[Shape annotation entries]

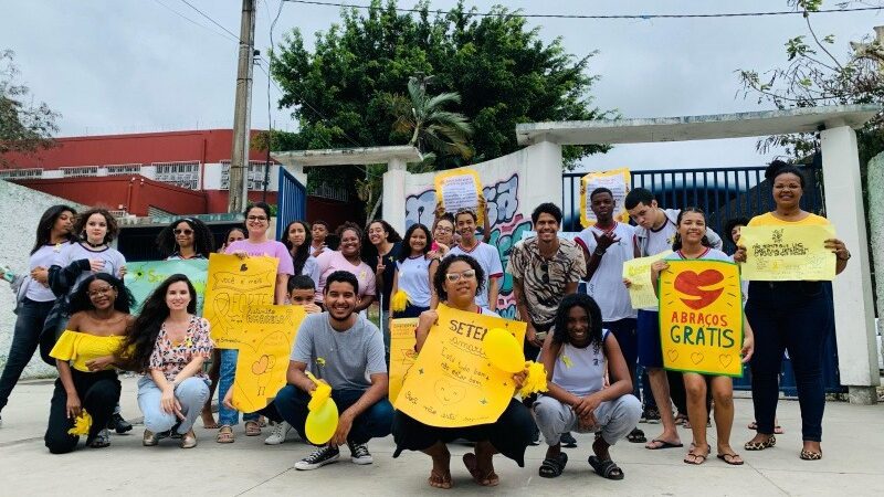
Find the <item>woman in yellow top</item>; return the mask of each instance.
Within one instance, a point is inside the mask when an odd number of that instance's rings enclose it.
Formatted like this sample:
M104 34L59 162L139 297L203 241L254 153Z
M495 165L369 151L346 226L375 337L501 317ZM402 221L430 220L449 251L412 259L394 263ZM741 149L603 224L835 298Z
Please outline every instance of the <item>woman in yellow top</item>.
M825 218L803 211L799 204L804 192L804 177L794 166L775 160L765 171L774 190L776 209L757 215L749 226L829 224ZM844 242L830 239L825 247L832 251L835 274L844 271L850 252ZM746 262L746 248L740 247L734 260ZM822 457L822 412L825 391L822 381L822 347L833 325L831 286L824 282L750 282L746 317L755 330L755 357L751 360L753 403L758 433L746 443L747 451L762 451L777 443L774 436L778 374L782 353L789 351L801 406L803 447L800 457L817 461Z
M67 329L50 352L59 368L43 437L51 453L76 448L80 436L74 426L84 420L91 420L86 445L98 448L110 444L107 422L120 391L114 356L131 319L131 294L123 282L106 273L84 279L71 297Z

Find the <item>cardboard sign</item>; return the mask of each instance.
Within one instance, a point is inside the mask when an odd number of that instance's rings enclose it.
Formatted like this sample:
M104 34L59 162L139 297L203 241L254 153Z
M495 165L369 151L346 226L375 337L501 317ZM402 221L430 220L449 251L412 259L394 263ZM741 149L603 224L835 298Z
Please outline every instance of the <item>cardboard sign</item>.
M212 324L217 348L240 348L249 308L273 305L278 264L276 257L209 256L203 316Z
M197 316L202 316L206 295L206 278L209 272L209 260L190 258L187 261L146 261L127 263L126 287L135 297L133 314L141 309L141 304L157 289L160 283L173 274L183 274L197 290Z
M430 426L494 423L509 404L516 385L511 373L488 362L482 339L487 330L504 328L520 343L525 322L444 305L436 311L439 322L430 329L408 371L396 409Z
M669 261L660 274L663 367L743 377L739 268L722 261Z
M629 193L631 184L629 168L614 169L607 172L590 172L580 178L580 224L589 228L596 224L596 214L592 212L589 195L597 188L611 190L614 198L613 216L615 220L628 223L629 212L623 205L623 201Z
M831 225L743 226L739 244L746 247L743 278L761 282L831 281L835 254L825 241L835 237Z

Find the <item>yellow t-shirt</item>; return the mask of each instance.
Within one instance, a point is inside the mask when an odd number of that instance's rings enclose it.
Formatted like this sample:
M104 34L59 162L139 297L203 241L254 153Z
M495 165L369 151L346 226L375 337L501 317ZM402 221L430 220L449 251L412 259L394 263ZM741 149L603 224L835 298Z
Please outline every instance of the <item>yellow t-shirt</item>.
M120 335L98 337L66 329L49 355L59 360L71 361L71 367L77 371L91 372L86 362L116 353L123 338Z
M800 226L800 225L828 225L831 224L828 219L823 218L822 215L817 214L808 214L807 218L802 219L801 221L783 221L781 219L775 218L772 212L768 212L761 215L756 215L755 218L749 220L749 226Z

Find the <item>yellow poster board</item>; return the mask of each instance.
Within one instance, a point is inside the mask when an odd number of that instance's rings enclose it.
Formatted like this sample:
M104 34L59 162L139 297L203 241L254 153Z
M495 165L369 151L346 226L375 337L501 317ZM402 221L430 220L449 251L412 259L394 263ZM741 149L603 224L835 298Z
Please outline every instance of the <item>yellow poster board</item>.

→ **Direction**:
Format all of the records above as a numbered list with one line per item, skipping the blank lines. Leave the pictures out of your answer.

→ **Expected answer**:
1. Find the <item>woman in yellow top</item>; return the mask of each instance.
2. Within one instance, a point is inside the mask when an odd number of that instance's rings enclose it.
3. Formatted like this sample:
4. M104 34L59 162L139 297L203 241L254 153Z
5. M495 165L369 151L346 226L375 337L501 317ZM402 221L430 220L449 251L412 259L394 263ZM741 149L603 224L835 298Z
6. Please outline every instance of the <item>woman in yellow top</item>.
7. M825 218L803 211L799 204L804 192L804 177L794 166L775 160L765 171L774 190L776 209L757 215L749 226L829 224ZM844 242L830 239L825 247L832 251L835 274L844 271L850 252ZM746 262L746 248L740 247L734 260ZM822 457L822 412L825 391L822 381L822 347L833 325L831 286L824 282L750 282L746 317L755 330L755 357L751 360L753 403L758 433L746 443L747 451L762 451L777 443L774 436L778 374L782 353L789 351L801 406L803 447L800 457L817 461Z
8. M67 329L50 352L59 368L43 437L51 453L76 448L80 436L74 426L84 420L91 420L86 445L98 448L110 444L107 422L120 391L114 356L131 319L131 294L123 282L106 273L84 279L71 297Z
9. Find the <item>cardboard sign</item>; return the mask of each instance.
10. Within one instance, a point is inside the mask when an odd number of that instance's rings enclose it.
11. Formatted like this sample:
12. M104 34L59 162L139 297L203 241L254 153Z
13. M495 165L369 151L346 226L375 337L501 317ZM402 221L430 220L449 251L412 259L394 263ZM741 149L603 224L835 298Z
14. Please outline every instance of the <item>cardboard sign</item>.
15. M212 324L217 348L240 348L249 308L273 305L278 264L276 257L209 256L203 316Z
16. M197 316L202 316L206 295L206 278L209 272L209 260L190 258L187 261L146 261L127 263L126 287L135 297L133 314L141 309L141 304L157 289L160 283L173 274L183 274L197 290Z
17. M430 426L494 423L509 404L516 385L511 373L488 362L482 339L487 330L504 328L520 343L525 322L444 305L436 311L439 322L430 329L408 371L396 409Z
18. M669 261L660 274L663 367L743 377L739 268L722 261Z
19. M629 193L631 184L629 168L614 169L607 172L590 172L580 178L580 224L589 228L596 224L596 214L592 212L589 195L597 188L611 190L614 198L613 216L615 220L628 223L629 212L623 205L623 201Z
20. M831 225L743 226L739 244L746 247L743 278L761 282L831 281L835 254L825 241L835 237Z
21. Find the <item>yellow t-shirt</item>; return the mask of each instance.
22. Within one instance, a point is inside the mask when an odd number of that instance's rings enclose it.
23. Formatted like this sample:
24. M104 34L59 162L139 297L203 241L254 153Z
25. M495 165L369 151L346 226L375 337L501 317ZM402 221L430 220L449 251L412 259L394 263ZM741 149L603 224L835 298Z
26. Please outline every instance of the <item>yellow t-shirt</item>.
27. M120 335L98 337L66 329L49 355L59 360L71 361L71 367L77 371L91 372L86 362L116 353L123 338Z
28. M800 226L800 225L828 225L831 224L828 219L823 218L822 215L817 214L808 214L807 218L802 219L801 221L783 221L781 219L775 218L772 212L768 212L761 215L756 215L755 218L749 220L749 226Z
29. Find the <item>yellow poster board</item>; return the mask of each instance.
30. Within one instance, a point is inside the mask when an odd number of that instance's rings enclose it.
31. Formatted like this sample:
32. M104 34L59 162L139 297L203 241L254 153Z
33. M495 165L369 151L346 226L375 337L501 317ZM402 221L430 220L449 251L412 259L394 263ZM741 149L603 224L835 298Z
34. Please outline every instance of the <item>yellow poster board</item>.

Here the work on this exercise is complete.